* Work request *
In two sentences, summarize the excerpt about forgiving a close friend who caused deep hurt.

* Text excerpt *
= Beginning of Section =

I learned I was only responsible for my sins, not hers.
My job was to love like Jesus, and leave the rest at His cross.
He asked me to turn the other cheek, and establish healthy boundaries. In time, He taught me how to truly pray for her at a distance, release her to her own path, and go the second mile even when it was not reciprocated, or appreciated.
I would love to say that I handled everything perfectly. Far from it. The problem got worse before it got ever better. The fall-out was spread wide and the hurt was deep as a canyon.
Forgiving and releasing caused painful yanks on my heart strings, but it eventually brought a soul-peace that is priceless. Even though the friendship has ended, I have no ill-will toward her, and I pray the Lord is changing her heart as much as He has changed mine.
When a friend hurts you deeply, it’s ok to set her free to take a different path in life. It’s okay to let God take care of the aftermath, too.
Fast-forward. God is restoring the years the locust have eaten in ways I could not imagine. He gave me new godly friends, a biblical church, and a thriving ministry. I truly believe that season of my life was for my good because it taught my life-long lessons. Would I want to go through it again? Absolutely not.
Only God can redeem that kind of darkness.
If your heart has been wounded by a close friend, and now they feel like an enemy, I would encourage you to take it to the Greatest Physician ever known. You can’t heal by talking maliciously about her, by manipulative retaliation, or even by ignoring her.
Our faithful God is in the suffering, surrendering, and setting free-on both sides of the pew.
Would you pray with me?
Father God, You don’t waste painful moments, and right now I am hurting. These hurtful words and sinful actions not only grieve my heart, but Yours as well. Your word tells me that I should go the second mile and turn the other cheek. I don’t know how. So God, give me the strength to stand firm and trust You as you show me how to love unconditionally and yet set healthy boundaries. I pray for my frenemy. Bless her on her spiritual journey. Give me a repentant heart and own my part. Give me the grace to forgive. Give me the courage to not repay evil for evil. Guard my testimony, my integrity, and my heart as I seek Your glory. In Jesus’ Name, Amen.
11 Bible Verses for when you are involved in a toxic friendship
- Proverbs 16:28: “A perverse man spreads strife, And a slanderer separates intimate friends.”
- Proverbs 20:19: “He who goes about as a slanderer reveals secrets, therefore do not associate with a gossip.”
- James 1:26: “If anyone thinks himself to be religious, and yet does not bridle his tongue but deceives his own heart, this man’s religion is worthless.”
- Proverbs 11:3: “The integrity of the upright guides them, but the unfaithful are destroyed by their duplicity.”
- Psalm 55:21: “His speech was smooth as butter, yet war was in his heart; his words were softer than oil, yet they were drawn swords.”
- Romans 12:18: “If possible, so far as it depends on you, be at peace with all men.”
- Galatians 5:22-23: “But the fruit of the Spirit is love, joy, peace, forbearance, kindness, goodness, faithfulness, gentleness and self-control. Against such things there is no law.”
- Matthew 12:33-35: “Either make the tree good and its fruit good, or make the tree bad and its fruit bad; for the tree is known by its fruit…For the mouth speaks out of that which fills the heart. The good man brings out of his good treasure what is good; and the evil man brings out of his evil treasure what is evil.”
- Proverbs 13:3: “The one who guards his mouth preserves his life; The one who opens wide his lips comes to ruin.”
- 1 Peter 3:16-17: “…keep a good conscience so that in the thing in which you are slandered, those who revile your good behavior in Christ will be put to shame. For it is better, if God should will it so, that you suffer for doing what is right rather than for doing what is wrong.
- Proverbs 13:20: “Whoever walks with the wise becomes wise, but the companion of fools will suffer harm.”

= End of Section =

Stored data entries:
= Beginning of Section =

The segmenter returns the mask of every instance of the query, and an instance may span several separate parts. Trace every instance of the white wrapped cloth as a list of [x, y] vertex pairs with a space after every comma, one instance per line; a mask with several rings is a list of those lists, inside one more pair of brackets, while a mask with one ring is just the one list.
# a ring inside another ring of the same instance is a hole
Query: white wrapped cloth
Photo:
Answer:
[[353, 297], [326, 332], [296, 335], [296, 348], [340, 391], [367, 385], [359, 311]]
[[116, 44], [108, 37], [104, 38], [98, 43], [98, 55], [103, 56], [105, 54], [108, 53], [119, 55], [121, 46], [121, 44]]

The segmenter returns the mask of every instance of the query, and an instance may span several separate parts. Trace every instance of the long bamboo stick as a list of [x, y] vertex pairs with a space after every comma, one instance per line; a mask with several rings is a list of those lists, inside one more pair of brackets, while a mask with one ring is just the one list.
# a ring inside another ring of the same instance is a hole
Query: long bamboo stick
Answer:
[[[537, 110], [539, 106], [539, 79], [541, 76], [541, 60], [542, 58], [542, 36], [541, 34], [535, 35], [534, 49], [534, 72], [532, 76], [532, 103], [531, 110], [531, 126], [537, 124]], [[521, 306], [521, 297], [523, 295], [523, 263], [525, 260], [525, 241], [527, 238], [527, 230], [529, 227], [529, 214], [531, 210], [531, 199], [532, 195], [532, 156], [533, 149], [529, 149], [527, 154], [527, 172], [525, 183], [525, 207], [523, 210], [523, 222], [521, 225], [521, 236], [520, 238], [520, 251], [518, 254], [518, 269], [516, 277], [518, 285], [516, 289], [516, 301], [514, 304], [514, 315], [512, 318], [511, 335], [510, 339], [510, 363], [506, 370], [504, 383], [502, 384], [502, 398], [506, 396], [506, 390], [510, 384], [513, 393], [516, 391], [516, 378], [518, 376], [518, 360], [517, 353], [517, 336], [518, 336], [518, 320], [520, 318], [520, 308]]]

= End of Section =

* Result for this task *
The writer describes learning to love like Jesus, set healthy boundaries, pray for a former friend at a distance, and forgive and release her, which brought a priceless soul-peace even though the friendship ended. The excerpt says God has since given the writer new godly friends, a biblical church, and a thriving ministry, urges readers wounded by a close friend to take the hurt to God instead of talking maliciously, retaliating, or ignoring her, and closes with a prayer and 11 Bible verses for a toxic friendship.